[REQUEST]
Copy out the lines from the one containing "floor in this photo." through the end of the rows, renaming "rubber gym floor" to "rubber mat floor" and leaving everything else unchanged.

## Start DATA FOR THE TASK

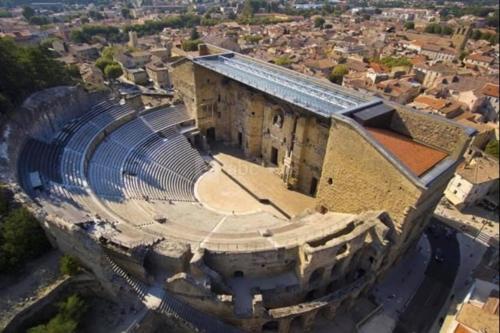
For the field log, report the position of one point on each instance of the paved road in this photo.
(439, 277)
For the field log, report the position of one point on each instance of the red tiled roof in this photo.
(435, 103)
(490, 89)
(461, 329)
(415, 156)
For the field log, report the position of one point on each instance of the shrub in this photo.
(66, 321)
(68, 265)
(21, 238)
(113, 71)
(283, 61)
(102, 63)
(337, 74)
(190, 45)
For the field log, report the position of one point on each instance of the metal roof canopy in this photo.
(311, 94)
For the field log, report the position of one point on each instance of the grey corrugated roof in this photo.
(311, 94)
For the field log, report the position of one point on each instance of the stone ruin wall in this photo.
(41, 116)
(323, 267)
(231, 108)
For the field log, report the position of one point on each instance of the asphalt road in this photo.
(432, 294)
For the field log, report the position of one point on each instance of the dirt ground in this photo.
(220, 193)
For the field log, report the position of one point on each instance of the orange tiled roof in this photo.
(378, 68)
(480, 57)
(461, 329)
(491, 89)
(436, 104)
(415, 156)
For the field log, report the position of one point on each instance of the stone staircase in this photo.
(171, 306)
(201, 321)
(139, 288)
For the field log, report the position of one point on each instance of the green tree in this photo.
(190, 45)
(74, 307)
(103, 62)
(283, 60)
(492, 148)
(126, 13)
(4, 201)
(22, 238)
(476, 34)
(194, 34)
(319, 22)
(28, 12)
(113, 71)
(74, 71)
(338, 73)
(248, 9)
(409, 25)
(68, 265)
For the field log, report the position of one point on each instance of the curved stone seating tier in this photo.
(42, 157)
(68, 130)
(135, 162)
(159, 120)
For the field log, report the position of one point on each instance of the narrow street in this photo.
(440, 275)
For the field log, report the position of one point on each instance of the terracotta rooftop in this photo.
(478, 319)
(462, 329)
(480, 58)
(436, 104)
(490, 89)
(479, 170)
(415, 156)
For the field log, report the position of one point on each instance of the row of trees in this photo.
(152, 27)
(26, 70)
(67, 319)
(440, 29)
(106, 63)
(478, 34)
(87, 32)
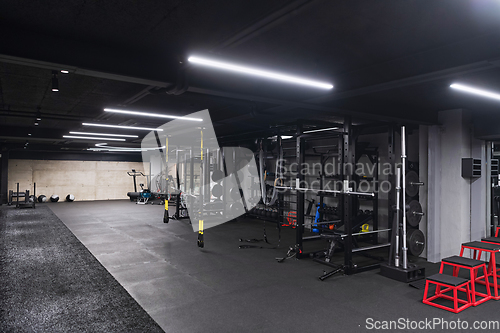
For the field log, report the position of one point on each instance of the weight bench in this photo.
(452, 283)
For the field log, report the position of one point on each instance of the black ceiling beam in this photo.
(286, 105)
(397, 84)
(270, 21)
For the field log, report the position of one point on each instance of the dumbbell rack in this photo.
(398, 267)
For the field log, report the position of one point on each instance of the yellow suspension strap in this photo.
(201, 242)
(166, 218)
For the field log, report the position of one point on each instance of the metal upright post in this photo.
(201, 241)
(403, 190)
(300, 194)
(347, 170)
(191, 172)
(396, 225)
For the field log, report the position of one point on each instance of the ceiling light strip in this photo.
(476, 91)
(124, 127)
(105, 134)
(321, 130)
(155, 115)
(91, 138)
(258, 72)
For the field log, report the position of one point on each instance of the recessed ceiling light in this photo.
(91, 138)
(258, 72)
(321, 130)
(156, 115)
(105, 134)
(124, 127)
(476, 91)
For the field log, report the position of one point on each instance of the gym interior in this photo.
(263, 166)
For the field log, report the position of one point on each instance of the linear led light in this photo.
(124, 127)
(104, 146)
(321, 130)
(105, 134)
(258, 72)
(475, 91)
(156, 115)
(90, 138)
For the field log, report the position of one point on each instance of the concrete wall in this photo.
(86, 180)
(456, 205)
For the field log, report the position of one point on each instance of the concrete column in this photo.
(457, 206)
(422, 173)
(478, 193)
(455, 190)
(433, 184)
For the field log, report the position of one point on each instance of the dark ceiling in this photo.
(390, 61)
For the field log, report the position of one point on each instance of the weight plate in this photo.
(217, 175)
(415, 242)
(411, 177)
(217, 190)
(237, 208)
(413, 216)
(235, 193)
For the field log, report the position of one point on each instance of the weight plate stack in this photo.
(415, 241)
(414, 214)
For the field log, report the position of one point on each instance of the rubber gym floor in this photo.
(126, 271)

## End DATA FOR THE TASK

[ANSWER]
For the field log, report the position of one point on each instance of the rubber mat floor in this photo.
(126, 271)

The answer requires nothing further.